# Problem statement
Tell how many lines in these records contain the string "then", with only the number as the reply.

# Data to examine
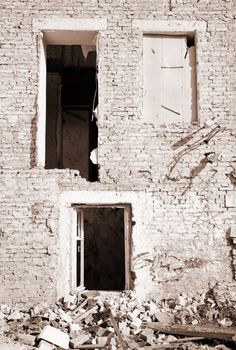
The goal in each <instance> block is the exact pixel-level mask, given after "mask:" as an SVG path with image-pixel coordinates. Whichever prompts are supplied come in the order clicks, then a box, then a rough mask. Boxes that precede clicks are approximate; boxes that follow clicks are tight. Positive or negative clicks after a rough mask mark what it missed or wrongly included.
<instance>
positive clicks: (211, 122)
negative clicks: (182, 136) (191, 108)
mask: <svg viewBox="0 0 236 350" xmlns="http://www.w3.org/2000/svg"><path fill="white" fill-rule="evenodd" d="M215 123H216V122H215V121H214V120H212V119H207V120H206V121H205V122H204V127H205V128H209V127H210V126H212V125H214V124H215Z"/></svg>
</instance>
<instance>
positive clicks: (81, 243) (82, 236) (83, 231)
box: [71, 203, 132, 290]
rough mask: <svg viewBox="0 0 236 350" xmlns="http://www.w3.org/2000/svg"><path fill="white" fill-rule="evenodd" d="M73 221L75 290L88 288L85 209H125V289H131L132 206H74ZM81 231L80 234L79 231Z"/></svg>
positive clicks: (74, 288)
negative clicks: (78, 254)
mask: <svg viewBox="0 0 236 350" xmlns="http://www.w3.org/2000/svg"><path fill="white" fill-rule="evenodd" d="M72 207H73V220H72V244H71V256H72V266H71V268H72V287H73V289H83V288H86V286H85V285H84V215H83V209H89V208H119V209H124V245H125V257H124V258H125V287H124V289H123V290H130V289H131V217H132V215H131V205H130V204H128V203H125V204H88V205H87V204H73V205H72ZM79 230H80V234H79V233H78V231H79ZM77 241H80V285H78V286H77V252H76V249H75V248H76V246H77Z"/></svg>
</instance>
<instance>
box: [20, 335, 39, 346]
mask: <svg viewBox="0 0 236 350" xmlns="http://www.w3.org/2000/svg"><path fill="white" fill-rule="evenodd" d="M17 338H18V341H19V342H20V343H22V344H25V345H31V346H32V345H34V343H35V339H36V337H35V336H34V335H31V334H19V335H18V337H17Z"/></svg>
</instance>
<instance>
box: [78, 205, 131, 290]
mask: <svg viewBox="0 0 236 350" xmlns="http://www.w3.org/2000/svg"><path fill="white" fill-rule="evenodd" d="M126 214H127V208H124V207H123V208H122V207H85V208H79V209H77V219H78V225H77V240H76V247H75V248H76V259H77V262H76V286H84V287H85V288H86V289H88V290H110V291H119V290H124V289H127V287H128V280H129V277H128V273H129V263H128V261H129V254H128V249H129V244H128V241H129V240H128V232H127V215H126Z"/></svg>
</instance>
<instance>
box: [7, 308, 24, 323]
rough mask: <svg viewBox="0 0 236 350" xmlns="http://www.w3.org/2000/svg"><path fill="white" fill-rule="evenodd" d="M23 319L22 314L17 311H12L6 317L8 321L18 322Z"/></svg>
mask: <svg viewBox="0 0 236 350" xmlns="http://www.w3.org/2000/svg"><path fill="white" fill-rule="evenodd" d="M22 318H23V316H22V313H21V312H19V311H18V310H16V311H13V312H12V313H11V314H10V315H9V316H8V317H7V319H8V321H19V320H21V319H22Z"/></svg>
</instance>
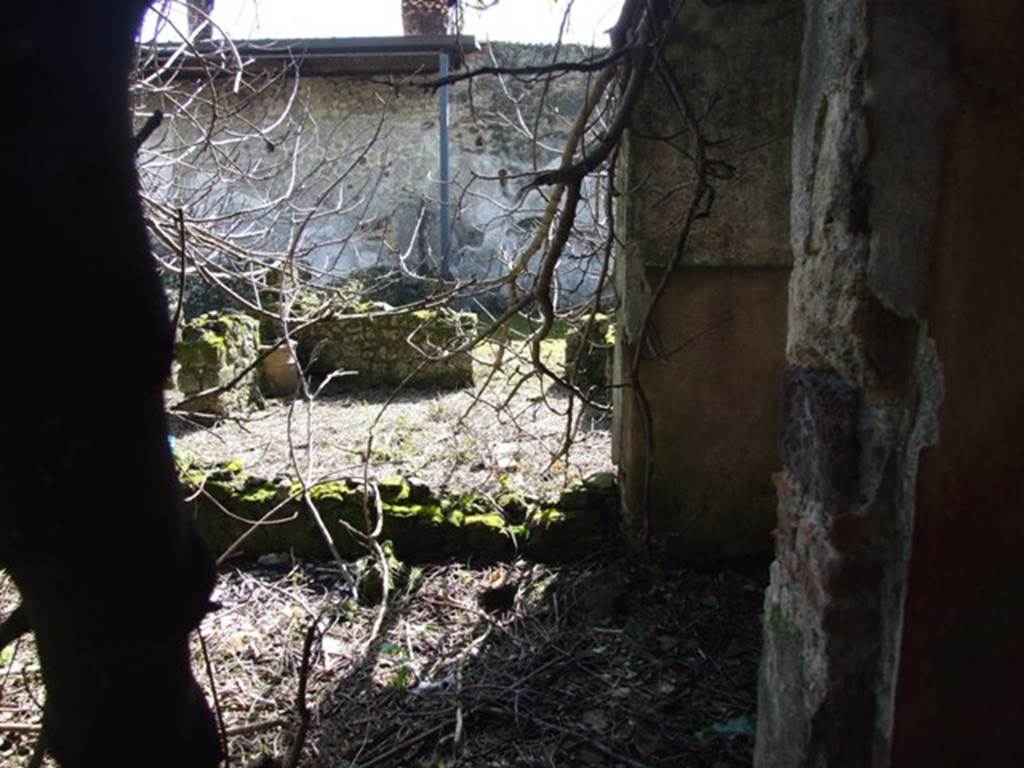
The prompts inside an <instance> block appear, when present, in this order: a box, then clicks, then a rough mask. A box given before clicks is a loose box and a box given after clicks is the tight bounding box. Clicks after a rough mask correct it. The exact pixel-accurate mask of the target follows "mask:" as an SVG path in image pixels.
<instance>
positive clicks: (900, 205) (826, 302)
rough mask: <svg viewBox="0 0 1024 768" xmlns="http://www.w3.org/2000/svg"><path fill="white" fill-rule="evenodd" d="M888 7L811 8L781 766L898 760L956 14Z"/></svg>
mask: <svg viewBox="0 0 1024 768" xmlns="http://www.w3.org/2000/svg"><path fill="white" fill-rule="evenodd" d="M890 5H891V4H889V3H886V2H877V1H876V0H857V1H856V2H848V1H847V0H829V1H827V2H808V3H807V24H806V31H805V38H804V50H803V65H802V73H801V85H800V93H799V98H798V102H797V109H796V113H795V124H794V143H793V150H794V163H793V168H794V190H793V201H792V226H793V229H792V239H793V249H794V259H795V261H794V269H793V274H792V278H791V282H790V313H788V335H787V343H786V347H787V348H786V372H785V379H784V390H783V425H784V426H783V434H782V454H783V463H784V469H783V472H782V473H781V474H780V475H779V476H778V478H777V488H778V494H779V506H778V523H777V529H776V540H775V541H776V557H775V562H774V563H773V565H772V568H771V584H770V586H769V589H768V592H767V595H766V601H765V646H764V658H763V663H762V681H761V694H760V705H759V715H758V745H757V758H756V764H757V765H759V766H764V767H765V768H768V767H769V766H770V767H771V768H784V767H786V766H794V767H795V766H808V765H814V766H847V765H857V766H886V765H889V763H890V750H891V741H892V727H893V719H892V712H893V697H894V688H895V675H896V668H897V658H898V655H899V643H900V634H901V629H902V606H903V599H904V594H905V584H906V575H907V563H908V558H909V551H910V547H909V543H910V537H911V530H912V521H913V510H914V504H915V501H914V498H915V478H916V470H918V460H919V456H920V453H921V451H922V449H923V447H925V446H927V445H929V444H931V443H933V442H934V441H935V440H936V438H937V433H936V414H937V411H938V408H939V403H940V401H941V398H942V379H941V375H940V373H939V365H938V360H937V357H936V353H935V347H934V344H933V343H932V341H931V340H930V339H929V337H928V329H927V325H926V323H925V318H924V304H925V298H926V296H927V289H926V287H927V282H926V281H925V279H924V275H925V274H926V273H927V269H928V263H929V258H930V252H929V247H930V243H931V242H932V239H933V236H934V231H935V225H936V218H935V216H936V206H935V201H936V187H935V179H936V173H937V169H938V168H940V167H941V152H940V148H941V139H940V132H941V130H942V124H943V121H944V119H945V117H946V116H947V114H948V106H949V100H948V92H947V91H946V84H947V80H946V73H947V72H948V67H949V48H948V39H947V38H946V32H945V30H944V26H945V25H946V23H947V19H946V18H945V15H944V10H943V9H941V8H939V9H936V8H932V7H929V8H925V7H924V5H922V4H915V5H914V6H913V7H912V8H911V7H907V8H905V9H904V10H902V11H894V9H893V8H891V7H890Z"/></svg>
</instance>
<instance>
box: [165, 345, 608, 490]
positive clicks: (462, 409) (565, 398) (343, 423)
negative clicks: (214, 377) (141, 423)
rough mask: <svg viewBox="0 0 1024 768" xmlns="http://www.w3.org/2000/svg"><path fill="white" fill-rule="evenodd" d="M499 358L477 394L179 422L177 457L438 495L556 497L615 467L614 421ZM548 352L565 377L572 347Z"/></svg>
mask: <svg viewBox="0 0 1024 768" xmlns="http://www.w3.org/2000/svg"><path fill="white" fill-rule="evenodd" d="M495 349H496V347H495V346H494V345H492V346H490V347H484V348H482V349H481V350H480V351H479V352H477V355H478V358H479V361H478V364H477V365H476V367H475V375H476V381H477V383H478V385H477V388H476V389H466V390H457V391H446V392H443V391H441V392H438V391H415V390H406V391H401V392H397V393H396V392H394V391H391V390H360V391H357V392H352V393H350V394H340V395H332V396H322V397H316V398H315V399H313V400H312V401H291V400H284V399H278V400H269V401H268V402H267V408H266V409H265V410H262V411H257V412H254V413H252V414H249V415H247V416H245V417H243V418H239V419H233V420H228V421H223V422H221V423H220V424H218V425H216V426H215V427H213V428H206V427H202V426H200V425H197V424H195V423H193V422H189V421H188V420H187V419H186V418H183V417H180V416H178V417H172V420H171V431H172V434H173V435H174V436H175V447H176V451H177V452H178V454H179V456H181V457H182V458H184V459H186V460H189V461H194V462H198V463H200V464H209V463H214V462H221V461H228V460H241V461H242V462H243V464H244V465H245V468H246V471H247V472H250V473H251V474H255V475H259V476H261V477H267V478H269V477H273V476H274V475H279V474H281V475H289V476H291V477H296V476H297V475H298V474H299V473H301V474H302V475H303V476H306V475H307V474H308V476H309V477H310V478H311V479H312V480H313V481H317V480H328V479H336V478H340V477H357V478H361V477H362V476H364V471H366V472H367V473H368V474H369V476H370V477H371V478H376V479H380V478H381V477H384V476H386V475H388V474H391V473H398V474H402V475H404V476H409V477H415V478H416V479H418V480H421V481H423V482H425V483H426V484H427V485H429V486H430V487H431V488H432V489H434V490H435V492H441V490H444V489H449V490H454V492H483V493H490V492H495V490H498V489H508V488H512V489H517V490H522V492H524V493H526V494H527V495H530V496H536V497H555V496H557V495H558V492H559V490H561V489H562V488H563V487H565V486H566V485H567V484H570V483H571V482H574V481H578V480H580V479H582V478H583V477H586V476H587V475H589V474H592V473H594V472H604V471H609V470H610V469H612V465H611V437H610V427H611V418H610V415H609V414H608V413H607V412H606V411H599V410H596V409H593V408H585V407H583V404H582V403H581V401H580V400H579V399H575V398H570V397H569V396H568V394H567V392H566V391H565V390H563V389H561V388H559V387H558V386H556V385H554V384H553V383H552V382H551V380H550V379H547V380H544V381H541V380H539V379H538V378H537V377H536V376H535V375H532V373H531V368H530V366H529V364H528V361H524V360H522V359H521V358H520V359H516V358H515V357H514V356H512V355H511V354H509V355H507V357H506V360H505V362H504V365H503V366H502V367H501V369H500V370H498V371H497V372H496V371H494V369H493V368H492V367H490V362H493V360H494V355H495ZM545 352H546V355H547V361H548V362H549V365H551V366H552V367H553V368H555V369H558V370H560V369H561V368H562V357H563V355H564V342H563V341H562V340H560V339H555V340H553V341H552V342H550V343H546V347H545ZM168 399H169V400H170V401H173V400H174V399H176V395H175V393H173V392H171V393H169V396H168ZM289 436H290V438H289ZM567 438H570V439H567ZM310 446H311V450H310Z"/></svg>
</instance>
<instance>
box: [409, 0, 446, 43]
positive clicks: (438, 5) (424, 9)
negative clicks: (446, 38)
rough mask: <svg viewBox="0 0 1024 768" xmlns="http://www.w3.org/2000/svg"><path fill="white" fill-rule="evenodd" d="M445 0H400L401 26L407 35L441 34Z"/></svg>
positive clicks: (442, 30) (445, 25) (445, 7)
mask: <svg viewBox="0 0 1024 768" xmlns="http://www.w3.org/2000/svg"><path fill="white" fill-rule="evenodd" d="M447 6H449V2H447V0H401V28H402V30H403V31H404V33H406V34H407V35H443V34H444V33H445V32H446V31H447Z"/></svg>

# Final answer
2